_JOB_
Rewrite the lines below with "Crop-scouting annotation" switched to "Food-photo annotation" everywhere it appears. Keep everything else the same.

_DATA ROWS_
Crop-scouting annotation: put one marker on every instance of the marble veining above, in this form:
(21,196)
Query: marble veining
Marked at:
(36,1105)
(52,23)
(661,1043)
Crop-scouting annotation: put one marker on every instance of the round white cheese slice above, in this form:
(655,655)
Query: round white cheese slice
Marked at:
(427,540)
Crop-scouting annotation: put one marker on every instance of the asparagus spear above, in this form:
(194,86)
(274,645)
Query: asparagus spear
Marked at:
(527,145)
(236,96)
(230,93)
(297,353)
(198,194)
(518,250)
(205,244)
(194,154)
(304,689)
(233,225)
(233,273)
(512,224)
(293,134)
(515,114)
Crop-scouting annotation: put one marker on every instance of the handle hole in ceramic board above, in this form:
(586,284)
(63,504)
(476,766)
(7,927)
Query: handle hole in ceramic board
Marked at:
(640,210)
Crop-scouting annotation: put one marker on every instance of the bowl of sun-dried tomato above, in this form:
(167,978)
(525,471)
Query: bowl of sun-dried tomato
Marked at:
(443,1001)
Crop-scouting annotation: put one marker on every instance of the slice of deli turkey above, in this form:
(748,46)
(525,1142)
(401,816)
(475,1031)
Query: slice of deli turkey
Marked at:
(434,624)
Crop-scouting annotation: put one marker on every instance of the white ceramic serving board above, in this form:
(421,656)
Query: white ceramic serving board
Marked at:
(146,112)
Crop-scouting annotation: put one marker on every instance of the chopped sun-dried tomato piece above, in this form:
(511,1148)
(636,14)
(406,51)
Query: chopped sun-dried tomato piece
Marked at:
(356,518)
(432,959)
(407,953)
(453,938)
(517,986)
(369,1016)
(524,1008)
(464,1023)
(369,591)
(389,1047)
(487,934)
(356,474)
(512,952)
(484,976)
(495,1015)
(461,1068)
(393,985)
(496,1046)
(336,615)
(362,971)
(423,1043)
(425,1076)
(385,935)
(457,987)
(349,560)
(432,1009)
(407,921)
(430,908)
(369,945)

_THE REPLY_
Food-photo annotation: put one marker on every instance of the marble veining above, in this form:
(21,196)
Query: marble veining
Marked at:
(36,1105)
(52,23)
(661,1043)
Food-photo annotation: put one marker on every instance of the round white cheese slice above, in this form:
(655,655)
Query: round white cheese slice
Marked at:
(427,540)
Food-photo annotation: put one marker on every instance of the asparagus spear above, in this form:
(194,86)
(274,645)
Query: asparagus spear
Marked at:
(527,145)
(236,96)
(230,93)
(297,353)
(198,194)
(518,250)
(205,244)
(194,154)
(304,689)
(233,225)
(233,273)
(512,224)
(293,134)
(515,114)
Food-photo annotation: put one marker on every instance of the handle hole in ceramic board above, in this form:
(586,284)
(63,504)
(476,766)
(7,927)
Query: handle hole in ceramic board
Marked at:
(640,210)
Food-photo annotation: put one marker on every instance of the bowl of sun-dried tomato above, in this form:
(167,978)
(525,471)
Query: bowl of sun-dried tomato
Marked at:
(443,1001)
Food-photo annotation: put one marker on every instance of the slice of deli turkey above, in this form:
(748,46)
(525,1142)
(401,816)
(475,1031)
Query: slice of deli turkey
Marked at:
(434,624)
Food-photo annotation: put one marker on every instance of the white ceramic serving board above, in this form:
(421,656)
Query: white ceramic serving board
Marked at:
(146,112)
Food-photo annotation: put one marker on every instance of the chopped sun-dried tomato piece above, in this form:
(511,1148)
(636,14)
(406,51)
Query: chopped sun-dried tomato piece
Marked at:
(356,518)
(432,959)
(407,953)
(453,938)
(517,986)
(369,1016)
(524,1008)
(464,1023)
(369,591)
(389,1047)
(487,934)
(356,474)
(512,952)
(484,976)
(495,1015)
(461,1068)
(393,985)
(496,1046)
(336,615)
(362,971)
(423,1043)
(425,1076)
(385,935)
(457,987)
(349,560)
(432,1009)
(407,921)
(430,908)
(369,945)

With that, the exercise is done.